**Selected extract**:

## BEGIN

The Dudes: these guys aren’t named officially like the other groups to which I’ve made reference, but the name exists in my mind, and this is my website. The Dudes are Quincy, Clint, and Jonathan, the very first people Kelly and I convinced to hang out with us, at Donauinsel as I recall. She has a picture of the event in question on the photo page on her website. Each one of The Dudes has some interesting quirks, and Quincy is downright hilarious at turns, but they’re all just Dudes when you come down to it, and they’re usually found in close proximity to one another – hence the naming.
Eric, aka The Evil Zach: if anything, I’m the evil Zach, but the fact remains that Eric looks exactly like me. He actually looks nothing like me, but that didn’t stop everyone from confusing the two of us for the first month – name slips continue to this day. We are the same height, same build, and have identical red beards (although since trimming mine the resemblance is less striking) and similar hair colors (mine is “brown with red highlights” and his is just “red, red, red, red.”). Other than that, we look nothing alike. Really. Eric is fairly shy but thoroughly nice. On the Wachau trip he suggested we combine our last names and tell people we’re brothers. I thought it was sweet. Out of “Prinzgrave” or “Mussince”, I chose “Mussince”.

## END

**Supplied material**:
## BEGIN

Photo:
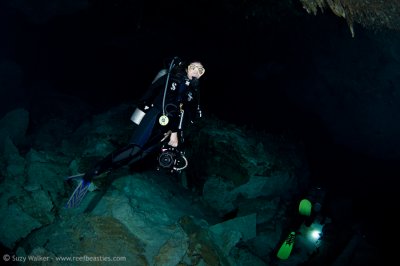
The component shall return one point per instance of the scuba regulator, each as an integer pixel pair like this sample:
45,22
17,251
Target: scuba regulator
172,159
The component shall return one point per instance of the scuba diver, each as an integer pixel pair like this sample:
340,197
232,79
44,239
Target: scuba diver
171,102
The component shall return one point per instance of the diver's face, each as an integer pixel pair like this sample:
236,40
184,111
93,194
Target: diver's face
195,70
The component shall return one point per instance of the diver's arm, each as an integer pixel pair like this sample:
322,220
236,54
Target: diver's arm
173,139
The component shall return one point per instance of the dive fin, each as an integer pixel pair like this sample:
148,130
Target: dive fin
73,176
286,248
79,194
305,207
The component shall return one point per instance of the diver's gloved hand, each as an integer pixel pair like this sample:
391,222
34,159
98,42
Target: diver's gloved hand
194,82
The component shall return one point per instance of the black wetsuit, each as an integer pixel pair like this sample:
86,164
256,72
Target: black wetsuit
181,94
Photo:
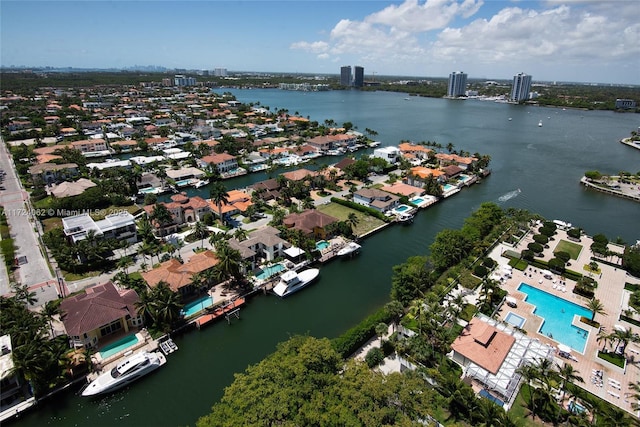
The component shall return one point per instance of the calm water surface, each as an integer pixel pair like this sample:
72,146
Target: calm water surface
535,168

## END

**Instructions for the task**: Write the next part of the friend profiles, starting right after the entry on Eric. The items have nothing to do with the friend profiles.

**The reply**:
Anthony: Anthony is the person most likely to read this, being the most online-savvy, so perhaps I should keep it clean. Like Big Mike, Anthony is absurdly tall, but unlike Big Mike, he is dark and mysterious and decidedly not a badass – a stranger standing in the half-light of a streetlight on a dock, not a blonde hero jumping trashcans on his skateboard. He is 19, and reminds me of myself when I was younger: very intelligent and hung up on that fact, eager to be seen as older than he is (he gets away with it better than I ever did due to his height), making caustic remarks at others’ expense while they’re seated at the same table. Come to think of it, I’m still alot like that. He and I have very similar senses of humor, for that, and so we get along fairly well. He smokes clove cigarettes under my constant derision, but I haven’t decided whether or not it’s an affectation.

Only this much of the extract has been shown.